▶ _PASSAGE FOR REVIEW_
--- START ---
Array or Dictionary Elements Access#

If the metadata parameter is an array or a dictionary, you can refer to its specific element using square brackets:

Assume the file metadata has the following parameters:

{
    "data.run_type":       "calibration",
    "data.trigger_mask":   [0,1,0,0,1],
    "data.trigger_bits":
    {
        "muon":       1,
        "electron":   0
    },
    "detector.modules":        ["a1", "a2", "a3"]
}

Then:

  • data.trigger_bits["muon"] == 1 - will match

  • data.trigger_bits["proton"] == 1 - will not match

  • data.trigger_mask[3] == 0 - will match

Also, you can use subscripts [any] as “any element of” and [all] as “all elements of” an array, but not dictionary:

  • data.trigger_bits[any] == 1 - will match

  • data.trigger_bits[any] != 1 - will match

  • data.trigger_bits[all] == 1 - will not match

  • data.trigger_bits[all] != 1 - will not match

  • data.trigger_bits[all] < 2 - will match

You can also use in and not in to check if a value is contained in the array:

  • "a1" in detector.modules - will match, equivalent to detector.modules[any] = "a1"

  • "xyz" not in detector.modules - will match, equivalent to detector.modules[all] != "xyz" or !(detector.modules[any] = "xyz")

Note that while trigger_bits[all] != 1 will not match, !(trigger_bits[all] == 1) will match. In general, the following pairs of expressions are equal:

  • array[all] != x and !(array[any] == x)

  • array[any] != x and !(array[all] == x)

To use size of the array in an expression, you use len(): len(data.trigger_mask) > 2

Ranges and Sets#

Logical expressions can include ranges or sets of values. Here are some examples:

  • params.x in 3:5 - if x is scalar, equivalent to (params.x >=3 and params.x <= 5)

  • params.x in (3,4,5) - if x is scalar, equivalent to (params.x==3 or params.x==4 or params.x==5)

Keep in mind that due to the way the underlying database works, queries with enumerated sets of allowed values work much faster than those with ranges. So while the two expressions above are mathematically equivalent for integer numbers, second one will run much faster.

Sets and ranges can be expressed in terms of floating point numbers and strings:

  • application.version in "1.0":"2.3"

  • params.pi in 3.131:3.152

  • params.values[any] in 3:5

Note that array[any] in low:high is not equivalent to (array[any] >= low and array[any] <= high) because former expression means: “any element of the array is in the range” while the latter one means “any element is greater or equal low and the same or another element of the array is less or equal high”. For example, consider this metadata:

{
    "data.run_type":       "calibration",
    "data.sequence":  [1,1,2,3,5,8,13],
    "data.bits": [0,1,1,0,0]
}

In this case,

  • data.sequence[any] in 6:7 will not match because there is no single element in the array between 6 and 7,

  • (data.sequence[any] >= 6 and data.sequence[any] <= 7) will match because there are some elements below 7 and then some others above 6.
--- END ---
▶ _ENTRIES PROVIDED_
--- START ---
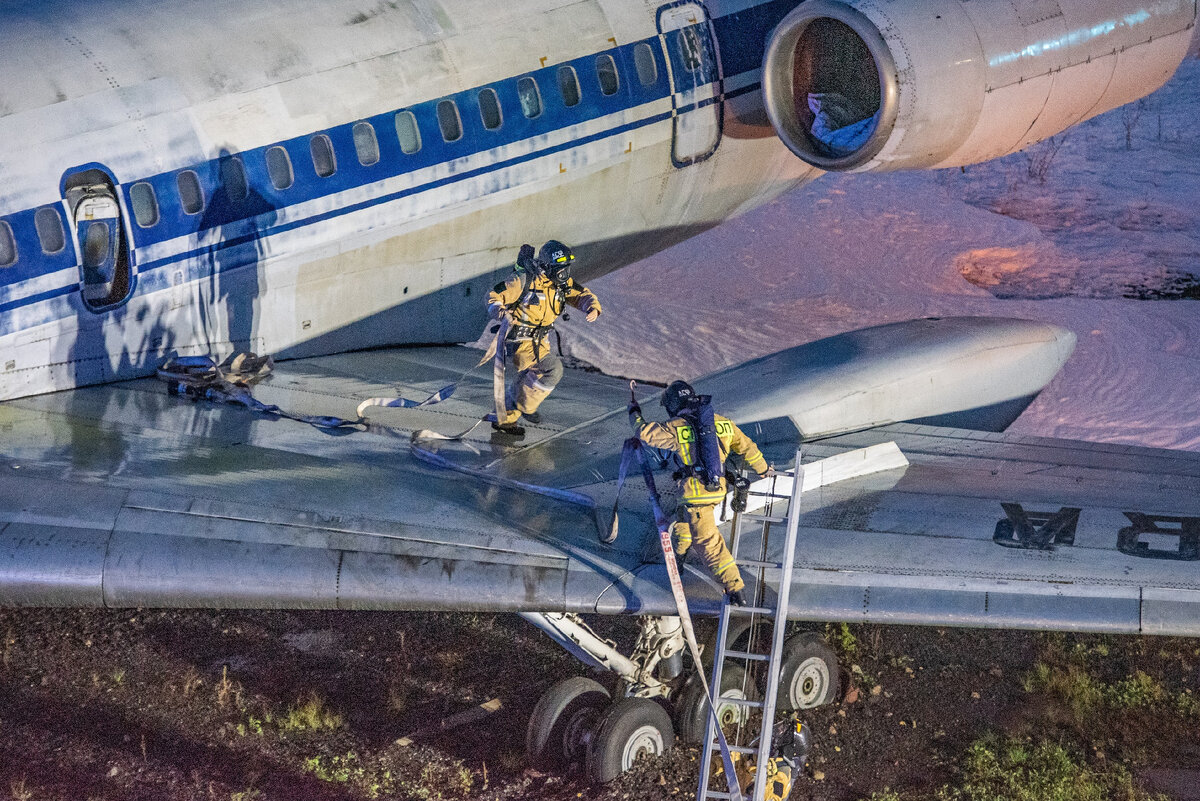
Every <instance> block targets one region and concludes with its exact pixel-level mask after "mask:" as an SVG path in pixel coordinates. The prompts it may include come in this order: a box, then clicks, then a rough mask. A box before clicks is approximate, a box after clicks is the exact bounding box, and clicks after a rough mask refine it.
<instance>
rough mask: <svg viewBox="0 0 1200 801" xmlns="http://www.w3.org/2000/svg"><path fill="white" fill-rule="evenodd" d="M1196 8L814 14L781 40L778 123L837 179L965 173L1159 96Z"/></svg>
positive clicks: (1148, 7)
--- END ---
--- START ---
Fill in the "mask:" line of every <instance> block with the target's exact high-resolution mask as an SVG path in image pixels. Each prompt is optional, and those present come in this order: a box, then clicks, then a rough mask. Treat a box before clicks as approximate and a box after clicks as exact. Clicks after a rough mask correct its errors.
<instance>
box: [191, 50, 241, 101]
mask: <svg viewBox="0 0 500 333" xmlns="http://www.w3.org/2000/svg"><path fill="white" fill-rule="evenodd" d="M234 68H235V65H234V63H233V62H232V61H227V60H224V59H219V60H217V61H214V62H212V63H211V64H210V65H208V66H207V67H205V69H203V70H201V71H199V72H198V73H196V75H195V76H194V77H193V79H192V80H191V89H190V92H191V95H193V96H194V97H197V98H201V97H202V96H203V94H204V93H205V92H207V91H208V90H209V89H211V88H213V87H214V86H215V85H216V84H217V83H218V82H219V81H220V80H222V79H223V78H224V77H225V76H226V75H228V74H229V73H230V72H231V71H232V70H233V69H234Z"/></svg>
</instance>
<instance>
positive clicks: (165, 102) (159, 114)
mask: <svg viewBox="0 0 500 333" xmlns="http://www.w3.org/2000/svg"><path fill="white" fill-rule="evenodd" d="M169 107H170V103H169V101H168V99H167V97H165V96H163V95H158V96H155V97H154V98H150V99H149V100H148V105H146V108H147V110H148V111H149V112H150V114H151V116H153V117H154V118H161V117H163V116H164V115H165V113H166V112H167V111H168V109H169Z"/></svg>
--- END ---
▶ _TASK ITEM 1_
In the passage on metadata queries, rewrite the part starting at "You can also" and ending at "and !(array[all] == x)", replacing "detector.modules" with "detector.chambers".
▶ _TASK ITEM 2_
List every top-level parameter name in the first block of file metadata shown in the passage on metadata queries.
▶ _TASK ITEM 3_
For each statement, say whether it agrees with the passage on metadata queries, and quote the words that decide it: (a) Queries with enumerated sets of allowed values run faster than queries with ranges. (b) The subscripts [any] and [all] can be used with dictionaries. (c) The expression data.sequence[any] in 6:7 matches the second metadata example.

▶ _EXERCISE RESPONSE 1_
You can also use in and not in to check if a value is contained in the array:

  • "a1" in detector.chambers - will match, equivalent to detector.chambers[any] = "a1"

  • "xyz" not in detector.chambers - will match, equivalent to detector.chambers[all] != "xyz" or !(detector.chambers[any] = "xyz")

Note that while trigger_bits[all] != 1 will not match, !(trigger_bits[all] == 1) will match. In general, the following pairs of expressions are equal:

  • array[all] != x and !(array[any] == x)

  • array[any] != x and !(array[all] == x)

▶ _EXERCISE RESPONSE 2_
data.run_type
data.trigger_mask
data.trigger_bits
detector.modules

▶ _EXERCISE RESPONSE 3_
(a) Yes: "queries with enumerated sets of allowed values work much faster than those with ranges"
(b) No: "you can use subscripts [any] as “any element of” and [all] as “all elements of” an array, but not dictionary"
(c) No: "data.sequence[any] in 6:7 will not match"